* [Task prompt]
For each statement about the Insilico Medicine article below, answer yes or no depending on whether the article agrees, and quote the article's deciding words. (a) Generative Adversarial Networks were first introduced in 2014. (b) Insilico Medicine is based in Baltimore. (c) The A.I. generated novel molecules for the DDR1 target in 21 days.

====== Page excerpt

Between the fake news potential of deepfakes, the fear of robots stealing jobs, and the occasional call for automated systems to have control of the nuclear button, A.I.’s public image could do with a PR makeover here in 2019. Could saving a few million lives help?
That’s something a new biotech pharmaceutical startup called Insilico Medicine may be able to help with. Combining genomics, big data analysis, and deep learning, the company — which is based in Rockville in Johns Hopkins University’s Emerging Technology Centers — has been using artificial intelligence algorithms to potentially discover the next world-changing drug. Using two of the most exciting and popular A.I. techniques of the moment, it’s found a way of discovering drug molecules not only far more cheaply than usual, but also much, much, much faster.
“There is a new concept in artificial intelligence called Generative Adversarial Networks (GANs), which was first introduced in 2014,” Alex Zhavoronkov, CEO of Insilico, told Digital Trends. “Since then, it has been applied to [the] generation of novel images, text, and even music. The worst application seen to date were the deepfakes.”
Two promising approaches
A Generative Adversarial Network consists of two distinct neural networks: a generator and a discriminator. The two play the part of what we might call “frenemies,” simultaneously competitors and cooperators. The role of the generator is to create fake signals or data that’s able to fool the discriminator. The discriminator, meanwhile, is there to try and spot the difference between real and fake signals. In the same way that competition between rivals can ultimately push both to new peaks in performance, the Generative Adversarial Network produces better and better results as the generator seeks to outdo the discriminator. Eventually, the discriminator can no longer tell the difference between what is real and what is fake; leaving the generator to create new signals of unparalleled quality.
Since 2016, Insilico Medicine researchers have been working to get GANs to “imagine” new molecules with drug-like properties. In 2017, they combined this with another type of groundbreaking A.I. in the form of Reinforcement Learning. Reinforcement Learning, most famously used by Google DeepMind to produce a video game-playing A.I., is built around the notion of A.I. agents which use trial-and-error to maximize some kind of reward. If a Generative Adversarial Network is your laid-back artistic friend, gradually honing its techniques, then Reinforcement Learning is your hyper-competitive buddy who can turn just about anything into a winnable competition.
Insilico set out to use this combination of A.I. approaches to generate novel molecules for a known fibrosis (and possibly cancer) target called DDR1. “This process usually takes a couple years and is very expensive,” Zhavoronkov said. “But [in our latest paper], the A.I. managed to do this in 21 days. The ‘imagined’ molecules were then synthesized and tested in many experiments, including in mice.”
Training its A.I.

============
====== Information given

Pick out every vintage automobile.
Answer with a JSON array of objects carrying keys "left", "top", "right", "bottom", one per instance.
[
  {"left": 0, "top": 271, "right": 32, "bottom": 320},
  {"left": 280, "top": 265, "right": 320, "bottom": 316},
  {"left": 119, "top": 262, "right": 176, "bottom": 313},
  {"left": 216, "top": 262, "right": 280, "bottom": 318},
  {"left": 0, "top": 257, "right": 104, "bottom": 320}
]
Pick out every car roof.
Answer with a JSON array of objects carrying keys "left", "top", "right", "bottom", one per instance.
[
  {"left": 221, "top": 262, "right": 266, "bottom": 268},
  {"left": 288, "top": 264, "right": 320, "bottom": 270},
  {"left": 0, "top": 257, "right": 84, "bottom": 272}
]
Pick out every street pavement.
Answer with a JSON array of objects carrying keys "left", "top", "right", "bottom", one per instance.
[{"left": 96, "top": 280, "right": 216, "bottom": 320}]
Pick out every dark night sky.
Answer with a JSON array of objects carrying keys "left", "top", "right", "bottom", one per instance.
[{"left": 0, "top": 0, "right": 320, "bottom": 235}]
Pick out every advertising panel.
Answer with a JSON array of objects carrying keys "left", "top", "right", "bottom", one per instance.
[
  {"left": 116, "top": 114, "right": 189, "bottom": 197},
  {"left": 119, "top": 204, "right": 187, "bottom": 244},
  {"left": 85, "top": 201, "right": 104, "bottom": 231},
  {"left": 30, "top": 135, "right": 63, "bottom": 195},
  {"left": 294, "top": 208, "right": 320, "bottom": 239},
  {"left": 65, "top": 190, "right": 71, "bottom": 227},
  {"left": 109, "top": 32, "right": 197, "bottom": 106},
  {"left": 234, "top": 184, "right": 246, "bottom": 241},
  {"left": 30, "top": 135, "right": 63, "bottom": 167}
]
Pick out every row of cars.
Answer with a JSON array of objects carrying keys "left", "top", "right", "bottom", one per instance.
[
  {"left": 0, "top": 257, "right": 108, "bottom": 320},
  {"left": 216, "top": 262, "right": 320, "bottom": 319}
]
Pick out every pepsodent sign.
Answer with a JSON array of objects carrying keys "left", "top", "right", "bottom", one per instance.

============

* [Solution for this problem]
(a) Yes: "which was first introduced in 2014"
(b) No: "based in Rockville in Johns Hopkins University’s Emerging Technology Centers"
(c) Yes: "the A.I. managed to do this in 21 days"